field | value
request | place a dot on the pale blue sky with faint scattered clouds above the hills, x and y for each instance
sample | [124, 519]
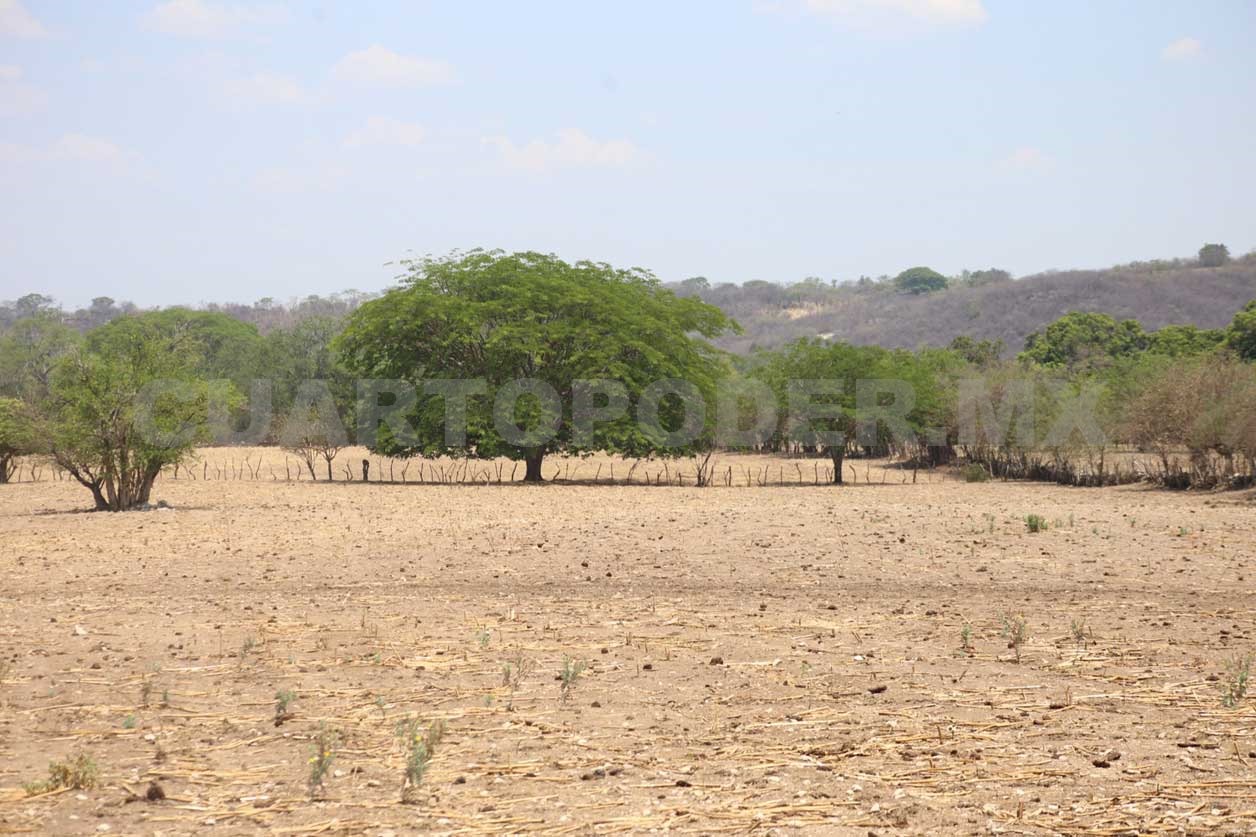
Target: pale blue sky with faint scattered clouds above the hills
[194, 151]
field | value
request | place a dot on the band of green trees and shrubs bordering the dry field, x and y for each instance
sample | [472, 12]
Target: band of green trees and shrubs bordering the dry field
[512, 344]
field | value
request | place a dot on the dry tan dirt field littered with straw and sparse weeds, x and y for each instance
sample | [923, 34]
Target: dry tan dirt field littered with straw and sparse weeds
[771, 659]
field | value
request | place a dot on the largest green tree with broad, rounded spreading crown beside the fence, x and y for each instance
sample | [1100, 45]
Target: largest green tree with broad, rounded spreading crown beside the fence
[518, 330]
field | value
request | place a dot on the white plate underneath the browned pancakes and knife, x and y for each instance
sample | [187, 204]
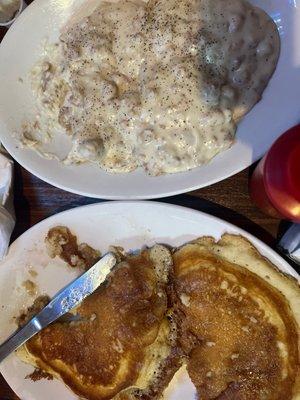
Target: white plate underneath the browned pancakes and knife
[128, 224]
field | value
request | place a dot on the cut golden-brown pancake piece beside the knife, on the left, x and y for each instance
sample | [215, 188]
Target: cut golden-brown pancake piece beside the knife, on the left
[123, 336]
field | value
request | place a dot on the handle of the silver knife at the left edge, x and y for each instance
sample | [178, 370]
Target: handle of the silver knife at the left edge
[18, 338]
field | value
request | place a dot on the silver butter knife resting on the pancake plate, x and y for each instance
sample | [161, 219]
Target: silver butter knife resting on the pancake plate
[66, 299]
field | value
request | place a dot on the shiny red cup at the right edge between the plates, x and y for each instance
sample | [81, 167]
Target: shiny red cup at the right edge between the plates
[275, 184]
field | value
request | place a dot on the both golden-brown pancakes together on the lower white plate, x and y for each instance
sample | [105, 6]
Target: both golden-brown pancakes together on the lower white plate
[219, 308]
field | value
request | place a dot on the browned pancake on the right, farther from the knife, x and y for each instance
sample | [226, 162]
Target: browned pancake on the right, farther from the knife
[239, 321]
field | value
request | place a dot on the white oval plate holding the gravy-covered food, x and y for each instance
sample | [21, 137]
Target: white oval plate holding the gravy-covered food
[278, 111]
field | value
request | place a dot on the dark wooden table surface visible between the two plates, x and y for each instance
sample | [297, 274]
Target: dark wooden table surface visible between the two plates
[229, 200]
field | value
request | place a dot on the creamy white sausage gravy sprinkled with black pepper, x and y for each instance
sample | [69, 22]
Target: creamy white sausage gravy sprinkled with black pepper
[158, 85]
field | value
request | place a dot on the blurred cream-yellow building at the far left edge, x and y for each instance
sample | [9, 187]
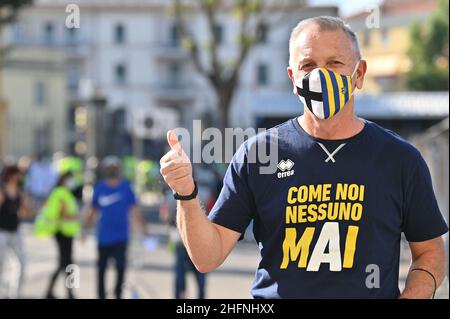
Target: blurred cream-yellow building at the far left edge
[36, 104]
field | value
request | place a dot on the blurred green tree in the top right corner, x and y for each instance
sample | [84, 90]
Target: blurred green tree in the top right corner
[429, 52]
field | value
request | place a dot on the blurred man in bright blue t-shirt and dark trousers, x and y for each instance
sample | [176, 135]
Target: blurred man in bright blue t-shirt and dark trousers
[113, 198]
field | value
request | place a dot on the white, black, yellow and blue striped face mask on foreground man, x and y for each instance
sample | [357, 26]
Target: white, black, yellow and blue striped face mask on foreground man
[325, 92]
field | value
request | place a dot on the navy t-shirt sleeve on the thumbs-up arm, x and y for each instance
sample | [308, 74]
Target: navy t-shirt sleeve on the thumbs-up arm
[234, 208]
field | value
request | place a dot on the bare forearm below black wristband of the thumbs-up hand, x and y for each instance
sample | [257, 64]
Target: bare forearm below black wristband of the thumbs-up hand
[199, 235]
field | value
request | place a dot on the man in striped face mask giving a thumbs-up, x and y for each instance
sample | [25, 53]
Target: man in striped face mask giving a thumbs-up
[329, 222]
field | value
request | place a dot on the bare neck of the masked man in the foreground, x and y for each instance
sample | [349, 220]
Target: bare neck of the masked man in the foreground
[341, 126]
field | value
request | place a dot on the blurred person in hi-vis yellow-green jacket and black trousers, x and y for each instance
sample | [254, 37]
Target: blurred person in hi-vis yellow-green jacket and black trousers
[60, 215]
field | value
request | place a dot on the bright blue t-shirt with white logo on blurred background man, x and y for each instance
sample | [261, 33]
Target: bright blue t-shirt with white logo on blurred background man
[114, 204]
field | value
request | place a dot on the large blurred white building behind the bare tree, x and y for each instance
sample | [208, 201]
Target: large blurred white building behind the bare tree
[128, 51]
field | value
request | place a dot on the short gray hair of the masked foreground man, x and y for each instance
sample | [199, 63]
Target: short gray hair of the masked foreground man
[325, 23]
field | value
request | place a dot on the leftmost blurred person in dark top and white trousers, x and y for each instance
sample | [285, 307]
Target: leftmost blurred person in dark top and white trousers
[13, 209]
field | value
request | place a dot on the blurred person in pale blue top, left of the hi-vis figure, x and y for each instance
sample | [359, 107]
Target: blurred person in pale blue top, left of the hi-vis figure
[40, 180]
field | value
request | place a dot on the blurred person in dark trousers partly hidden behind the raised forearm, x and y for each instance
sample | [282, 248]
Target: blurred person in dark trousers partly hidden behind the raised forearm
[168, 214]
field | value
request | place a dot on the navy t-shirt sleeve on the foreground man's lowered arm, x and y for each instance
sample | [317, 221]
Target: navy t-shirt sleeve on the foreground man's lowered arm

- - - - -

Output the full listing verbatim; pictures stay out.

Output for this exercise>
field | value
request | place a dot on the pale blue sky with faint scattered clouds above the hills, x and y for each instance
sample | [124, 519]
Target: pale blue sky with faint scattered clouds above the hills
[194, 151]
field | value
request | place a dot on the band of green trees and shrubs bordering the dry field, x and y for each instance
sample | [472, 12]
Target: band of green trees and shrubs bordering the dry field
[512, 344]
field | value
request | place a dot on the dry tan dirt field littered with straw and sparse weeds, x and y for each instance
sample | [923, 34]
Target: dry tan dirt field littered with straw and sparse weeds
[771, 659]
field | value
request | place a dot on the largest green tree with broad, rounded spreading crown beside the fence, x and y for each instance
sample | [1100, 45]
Target: largest green tree with broad, rounded spreading crown beside the fence
[518, 330]
field | value
request | place a dot on the white plate underneath the browned pancakes and knife, x and y for each instance
sample | [187, 204]
Target: white plate underneath the browned pancakes and knife
[128, 224]
field | value
request | place a dot on the cut golden-brown pancake piece beside the knife, on the left, x and y for each instance
sample | [215, 188]
Target: cut golden-brown pancake piece beside the knife, on the left
[123, 336]
field | value
request | place a dot on the handle of the silver knife at the left edge, x and y for each instance
sample | [178, 370]
Target: handle of the silver knife at the left edge
[18, 338]
field | value
request | place a dot on the silver butter knife resting on the pancake plate, x and y for each instance
sample | [161, 219]
Target: silver butter knife resting on the pancake plate
[66, 299]
field | value
request | place a dot on the shiny red cup at the right edge between the plates, x and y for each instance
sample | [81, 167]
Target: shiny red cup at the right edge between the plates
[275, 184]
field | value
request | place a dot on the both golden-brown pancakes together on the lower white plate, x and y for each instance
sample | [105, 6]
Target: both golden-brown pancakes together on the lower white plate
[219, 308]
field | value
request | place a dot on the browned pancake on the right, farther from the knife, x and y for each instance
sample | [226, 162]
Target: browned pancake on the right, farther from the knife
[239, 321]
field | value
request | place a dot on the white oval plate holding the gravy-covered food, x and y for each instance
sample | [21, 137]
Target: white oval plate holding the gravy-covered food
[278, 111]
field | value
request | place a dot on the dark wooden table surface visible between the two plates, x and y for each instance
sample | [297, 274]
Target: dark wooden table surface visible between the two plates
[229, 200]
field | value
request | place a dot on the creamy white sausage gravy sprinkled with black pepper, x and y for each instance
sample | [69, 22]
Target: creamy white sausage gravy sprinkled with black pepper
[158, 85]
field | value
request | place a dot on the blurred cream-yellow building at the far left edge, x and y for each instance
sample | [9, 187]
Target: blurred cream-yellow building at the far left edge
[36, 104]
field | value
request | place a dot on the blurred green tree in the top right corner, x and y for each instance
sample | [84, 90]
Target: blurred green tree in the top right corner
[429, 52]
field | value
request | place a dot on the blurred man in bright blue t-shirt and dark trousers, x and y for each instance
sample | [176, 135]
Target: blurred man in bright blue t-shirt and dark trousers
[113, 198]
field | value
request | place a dot on the white, black, yellow and blue striped face mask on foreground man, x and y for each instance
sample | [357, 26]
Target: white, black, yellow and blue striped face mask on foreground man
[325, 92]
field | value
request | place a dot on the navy t-shirt sleeve on the thumbs-up arm, x and y for each instance
sample | [308, 74]
Target: navy t-shirt sleeve on the thumbs-up arm
[234, 208]
field | value
request | place a dot on the bare forearm below black wristband of the thumbs-up hand, x and y for each instance
sample | [257, 64]
Target: bare forearm below black wristband of the thumbs-up hand
[199, 235]
field | value
request | place a dot on the man in striped face mask giving a thumbs-up, x and y for each instance
sample | [25, 53]
Target: man in striped face mask giving a thumbs-up
[329, 222]
field | value
request | place a dot on the bare neck of the masked man in the foreground, x and y for each instance
sample | [349, 220]
Target: bare neck of the masked man in the foreground
[341, 126]
field | value
request | place a dot on the blurred person in hi-vis yellow-green jacket and black trousers, x and y for each instance
sample | [254, 37]
Target: blurred person in hi-vis yellow-green jacket and black trousers
[60, 215]
field | value
request | place a dot on the bright blue t-shirt with white logo on blurred background man, x and y for each instance
sample | [261, 33]
Target: bright blue t-shirt with white logo on blurred background man
[114, 204]
field | value
request | place a dot on the large blurred white building behind the bare tree, x and y for each instance
sample | [208, 201]
Target: large blurred white building behind the bare tree
[128, 51]
field | value
request | place a dot on the short gray hair of the masked foreground man, x and y for each instance
sample | [199, 63]
Target: short gray hair of the masked foreground man
[325, 23]
field | value
request | place a dot on the leftmost blurred person in dark top and white trousers, x and y for each instance
sample | [285, 307]
Target: leftmost blurred person in dark top and white trousers
[13, 209]
field | value
request | place a dot on the blurred person in pale blue top, left of the hi-vis figure, x and y for each instance
sample | [359, 107]
Target: blurred person in pale blue top, left of the hi-vis figure
[40, 180]
field | value
request | place a dot on the blurred person in dark trousers partly hidden behind the raised forearm, x and y for each instance
sample | [282, 248]
Target: blurred person in dark trousers partly hidden behind the raised forearm
[168, 214]
field | value
request | place a dot on the navy t-shirt sleeve on the foreground man's lowered arm, x and y for each instance
sample | [317, 221]
Target: navy t-shirt sleeve on the foreground man's lowered arm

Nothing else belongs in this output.